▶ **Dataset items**
··········

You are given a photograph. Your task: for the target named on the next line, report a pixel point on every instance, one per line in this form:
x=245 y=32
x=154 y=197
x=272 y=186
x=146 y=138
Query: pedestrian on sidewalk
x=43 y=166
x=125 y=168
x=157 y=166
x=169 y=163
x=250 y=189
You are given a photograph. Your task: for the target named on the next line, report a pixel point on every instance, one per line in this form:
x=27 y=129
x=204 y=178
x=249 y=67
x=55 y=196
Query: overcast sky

··········

▶ **WHAT NEEDS TO BE DONE**
Give the data back exactly as it stands.

▶ **OUTPUT BELOW**
You are given a photograph. Your task: for the target named on the next line, report a pixel point on every instance, one per line in this form:
x=245 y=32
x=154 y=197
x=272 y=186
x=146 y=138
Query: pedestrian on sidewalk
x=43 y=166
x=125 y=168
x=157 y=166
x=169 y=163
x=250 y=189
You are given a photograph. Your task: for the target named on the next line, report a pixel point on every instance, one per line in this form:
x=27 y=129
x=204 y=178
x=249 y=67
x=55 y=196
Query: overcast sky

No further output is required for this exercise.